Top of Information given

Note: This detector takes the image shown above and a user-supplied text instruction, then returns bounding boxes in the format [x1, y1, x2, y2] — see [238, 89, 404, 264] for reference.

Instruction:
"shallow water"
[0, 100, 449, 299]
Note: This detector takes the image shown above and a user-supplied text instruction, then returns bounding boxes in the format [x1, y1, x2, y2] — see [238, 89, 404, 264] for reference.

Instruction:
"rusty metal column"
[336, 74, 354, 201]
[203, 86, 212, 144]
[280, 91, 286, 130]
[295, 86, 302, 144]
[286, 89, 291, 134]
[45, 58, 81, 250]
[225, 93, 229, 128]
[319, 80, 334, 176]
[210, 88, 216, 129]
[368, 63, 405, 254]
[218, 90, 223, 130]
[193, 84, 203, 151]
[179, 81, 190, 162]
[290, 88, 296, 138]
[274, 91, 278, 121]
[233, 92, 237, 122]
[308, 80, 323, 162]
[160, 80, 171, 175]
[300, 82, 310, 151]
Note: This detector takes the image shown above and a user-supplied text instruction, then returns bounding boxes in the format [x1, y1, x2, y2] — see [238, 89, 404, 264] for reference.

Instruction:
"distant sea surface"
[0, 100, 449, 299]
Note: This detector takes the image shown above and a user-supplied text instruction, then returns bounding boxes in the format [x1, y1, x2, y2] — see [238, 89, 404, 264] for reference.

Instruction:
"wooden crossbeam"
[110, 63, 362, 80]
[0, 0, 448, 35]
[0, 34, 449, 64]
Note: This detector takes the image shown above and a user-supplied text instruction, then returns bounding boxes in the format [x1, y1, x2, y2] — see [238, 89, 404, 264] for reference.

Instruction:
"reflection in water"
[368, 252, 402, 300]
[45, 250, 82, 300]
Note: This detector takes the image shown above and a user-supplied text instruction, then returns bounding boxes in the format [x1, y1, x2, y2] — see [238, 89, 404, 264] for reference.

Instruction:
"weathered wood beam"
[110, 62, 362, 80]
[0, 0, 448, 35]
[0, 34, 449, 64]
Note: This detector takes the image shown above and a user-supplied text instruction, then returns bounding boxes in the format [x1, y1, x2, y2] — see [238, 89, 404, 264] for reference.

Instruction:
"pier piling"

Bottom of Information given

= To do =
Every entry above needs to be copied exactly.

= Reply to the exercise =
Note: This detector takes the image shown above and a user-supplied text instruction, then returns bounding boxes in the format [x1, y1, x2, y2] — see [238, 89, 404, 264] for reference.

Instruction:
"shallow water"
[0, 100, 449, 299]
Note: This detector takes the image shown above and a user-supplied text instruction, then returns bounding boxes in the format [x1, y1, x2, y2] — see [238, 89, 404, 264] for reference.

Instruction:
"rusty metal column"
[336, 74, 354, 201]
[203, 86, 212, 144]
[280, 91, 286, 130]
[295, 86, 302, 144]
[286, 89, 291, 134]
[45, 58, 81, 250]
[225, 93, 229, 128]
[319, 80, 334, 176]
[210, 88, 216, 129]
[368, 63, 405, 254]
[218, 90, 223, 130]
[193, 84, 203, 151]
[179, 81, 190, 162]
[290, 88, 296, 138]
[274, 91, 278, 121]
[233, 92, 237, 122]
[308, 80, 323, 162]
[160, 80, 171, 175]
[300, 82, 310, 151]
Note: This detector takes the image shown above and a user-supplied text instruction, then returns bounding boxes in the format [x1, y1, x2, y2] — see [238, 89, 404, 264] for reference.

Instruction:
"distant sea surface"
[0, 100, 449, 299]
Note: This detector takes the image shown above and a user-supplied text instruction, then returns bounding boxes in the format [x1, y1, x2, y2] — see [238, 89, 404, 264] for reference.

Instruction:
"wooden crossbeam"
[110, 63, 362, 80]
[0, 0, 448, 35]
[0, 34, 449, 64]
Note: This detector takes the image shown above and a user-supplied text instruction, then returns bounding boxes in the format [x1, y1, x2, y2] — see [238, 89, 404, 264] for reference.

Instruction:
"reflection in water"
[368, 252, 402, 300]
[45, 250, 82, 300]
Note: This detector takes the image shown above and a user-supplied text instruction, then returns bounding boxes in the format [x1, y1, x2, y2] — see [238, 89, 404, 264] for reference.

Instruction:
"weathered wood beam"
[110, 62, 362, 80]
[0, 0, 448, 35]
[0, 34, 449, 64]
Note: This detector takes the image shown above and a user-supplied text instruction, then returns bounding boxes in the format [x1, y1, x2, y2] — see [238, 89, 404, 264] for reference.

Instruction:
"pier piling"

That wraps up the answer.